Experts are warning parents to avoid giving babies teething jewellery after one toddler was reportedly strangled by the jewerelly.
The special necklaces and bracelets are commonly used to help tots deal with teething pain, or as sensory trinkets for youngsters with conditions like autism or ADHD.
But new reports suggest they could be potentially lethal.
According to America’s Food and Drug Administration (FDA), one 18-month-old boy was strangled to death in his sleep by a teething necklace and another seven-month-old ended up in hospital after choking on the wooden beads of a teething bracelet.
In a statement on its website aimed at parents, caregivers and healthcare professionals, the FDA said: “We’re concerned about the risks we’ve observed with these products and want parents to be aware that teething jewellery puts children, including those with special needs, at risk of serious injury and death.
“Consumers should consider following the American Academy of Pediatrics’ recommendations of alternative ways for treating teething pain, such as rubbing inflamed gums with a clean finger or using a teething ring made of firm rubber.”
Teething is a painful process for tots, starting from when they are between four and six-months-old. Youngsters can become irritable and try chewing on objects.

SOURCE INFORMATION
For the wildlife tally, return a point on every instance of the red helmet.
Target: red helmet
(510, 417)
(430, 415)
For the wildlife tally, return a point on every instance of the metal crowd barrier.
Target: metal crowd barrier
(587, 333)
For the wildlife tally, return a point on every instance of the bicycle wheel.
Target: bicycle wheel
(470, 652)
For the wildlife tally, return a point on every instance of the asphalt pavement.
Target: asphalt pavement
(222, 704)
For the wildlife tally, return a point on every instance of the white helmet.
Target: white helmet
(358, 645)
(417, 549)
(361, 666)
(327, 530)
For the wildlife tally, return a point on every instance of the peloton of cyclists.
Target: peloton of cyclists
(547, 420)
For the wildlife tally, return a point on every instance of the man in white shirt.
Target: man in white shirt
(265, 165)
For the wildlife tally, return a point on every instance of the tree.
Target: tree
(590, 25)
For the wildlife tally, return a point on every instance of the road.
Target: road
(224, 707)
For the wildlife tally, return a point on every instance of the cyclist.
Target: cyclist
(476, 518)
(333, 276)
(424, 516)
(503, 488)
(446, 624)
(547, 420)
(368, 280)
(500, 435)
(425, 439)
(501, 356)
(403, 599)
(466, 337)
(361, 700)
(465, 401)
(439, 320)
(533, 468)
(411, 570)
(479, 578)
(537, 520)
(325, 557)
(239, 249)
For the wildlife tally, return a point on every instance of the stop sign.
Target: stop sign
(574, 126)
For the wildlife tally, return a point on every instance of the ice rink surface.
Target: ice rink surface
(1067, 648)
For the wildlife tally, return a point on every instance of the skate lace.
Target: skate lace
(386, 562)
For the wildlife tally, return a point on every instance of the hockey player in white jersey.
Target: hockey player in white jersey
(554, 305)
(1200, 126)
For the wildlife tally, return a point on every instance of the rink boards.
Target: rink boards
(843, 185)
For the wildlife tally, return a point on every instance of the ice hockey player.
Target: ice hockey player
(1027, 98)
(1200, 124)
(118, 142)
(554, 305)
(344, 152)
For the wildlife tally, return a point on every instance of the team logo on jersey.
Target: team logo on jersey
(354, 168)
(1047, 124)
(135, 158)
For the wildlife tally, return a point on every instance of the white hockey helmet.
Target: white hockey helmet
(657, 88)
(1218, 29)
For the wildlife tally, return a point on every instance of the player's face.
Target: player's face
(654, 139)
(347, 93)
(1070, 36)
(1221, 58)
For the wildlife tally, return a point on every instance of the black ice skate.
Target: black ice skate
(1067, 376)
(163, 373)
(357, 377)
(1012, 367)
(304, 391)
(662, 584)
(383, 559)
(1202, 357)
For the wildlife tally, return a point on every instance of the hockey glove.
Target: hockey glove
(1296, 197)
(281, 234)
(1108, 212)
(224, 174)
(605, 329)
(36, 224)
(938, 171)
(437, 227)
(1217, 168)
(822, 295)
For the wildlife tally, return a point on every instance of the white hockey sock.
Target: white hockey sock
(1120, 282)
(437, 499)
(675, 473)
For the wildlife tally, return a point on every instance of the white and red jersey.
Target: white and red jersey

WHAT TO WORK ON
1 - List every group that, according to the teething jewelry article, the FDA statement on its website is aimed at.
2 - Pick up the teething jewelry article right after its last sentence and continue it.

RESPONSES BY TASK
1 - parents, caregivers, healthcare professionals

2 -
Some see teething jewellery, which can be made with materials such as amber, wood, silicone or marble, as the ideal solution. They can be worn all the time, which means they are on hand when baby needs something to chew on.
The manufacturers behind the trinkets insist they help by soothing inflammation and easing pain.
The FDA didn’t stop at teething jewellery in its statement. The agency went on to warn against the use of teething creams, benzocaine gels, sprays, ointments and a number of other popular remedies.
Local aesthetics like benzocaine, it said, can cause a life-threatening condition in which the oxygen in the blood is reduced to dangerous levels.
According to HuffPost, a paediatrician based in San Diego welcomed the FDA warning.
Dr. Jaime Friedman, spokeswoman for the American Academy of Pediatrics, said parents rarely ask her advice on teething necklaces before buying one for their baby.
She advised that if parents insist on using the necklaces, they should not let tots wear them unsupervised, including while sleeping or sitting in a car seat.